● **Brief**
Locate every line in the records below that contains the string "bush", treating uppercase and lowercase letters as distinct, and copy each such line in full.

::::

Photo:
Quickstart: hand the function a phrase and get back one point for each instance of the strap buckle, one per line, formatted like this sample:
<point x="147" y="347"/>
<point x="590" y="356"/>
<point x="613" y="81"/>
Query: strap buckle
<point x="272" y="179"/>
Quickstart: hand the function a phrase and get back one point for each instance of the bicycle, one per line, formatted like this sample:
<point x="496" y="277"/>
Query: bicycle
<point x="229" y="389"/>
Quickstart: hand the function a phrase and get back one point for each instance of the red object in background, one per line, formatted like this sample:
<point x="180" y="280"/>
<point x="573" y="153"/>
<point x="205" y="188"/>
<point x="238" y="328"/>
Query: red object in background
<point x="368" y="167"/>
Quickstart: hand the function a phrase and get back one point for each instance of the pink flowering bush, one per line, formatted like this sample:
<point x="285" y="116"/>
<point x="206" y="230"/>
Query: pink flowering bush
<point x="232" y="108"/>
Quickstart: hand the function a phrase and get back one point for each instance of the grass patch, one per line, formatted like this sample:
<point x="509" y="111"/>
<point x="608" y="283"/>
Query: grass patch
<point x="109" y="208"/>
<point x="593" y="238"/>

::::

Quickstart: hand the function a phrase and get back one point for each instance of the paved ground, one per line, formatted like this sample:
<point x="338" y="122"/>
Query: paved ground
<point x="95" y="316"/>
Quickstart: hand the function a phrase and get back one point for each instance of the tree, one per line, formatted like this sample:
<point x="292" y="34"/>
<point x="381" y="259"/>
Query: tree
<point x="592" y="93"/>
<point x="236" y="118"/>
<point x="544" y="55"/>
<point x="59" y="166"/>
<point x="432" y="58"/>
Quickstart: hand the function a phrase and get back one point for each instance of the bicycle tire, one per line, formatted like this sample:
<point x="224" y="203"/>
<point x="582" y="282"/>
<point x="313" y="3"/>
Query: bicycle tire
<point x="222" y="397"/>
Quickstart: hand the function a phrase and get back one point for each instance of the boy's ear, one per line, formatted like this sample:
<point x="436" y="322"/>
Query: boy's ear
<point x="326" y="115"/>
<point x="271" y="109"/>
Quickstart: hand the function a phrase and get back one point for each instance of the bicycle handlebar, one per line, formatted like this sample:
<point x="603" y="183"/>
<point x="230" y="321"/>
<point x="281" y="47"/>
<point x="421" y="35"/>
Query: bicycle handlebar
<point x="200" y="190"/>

::::

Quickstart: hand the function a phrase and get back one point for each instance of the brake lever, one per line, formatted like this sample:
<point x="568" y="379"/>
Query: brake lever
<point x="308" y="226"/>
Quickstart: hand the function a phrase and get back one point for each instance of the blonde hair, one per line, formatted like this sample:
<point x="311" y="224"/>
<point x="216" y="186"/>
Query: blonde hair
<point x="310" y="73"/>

::::

● **Solution**
Quickstart: hand the function a phrase and get back one point for each instance of the pink flowering bush, one per line, formatted like this sample:
Query: pink flowering bush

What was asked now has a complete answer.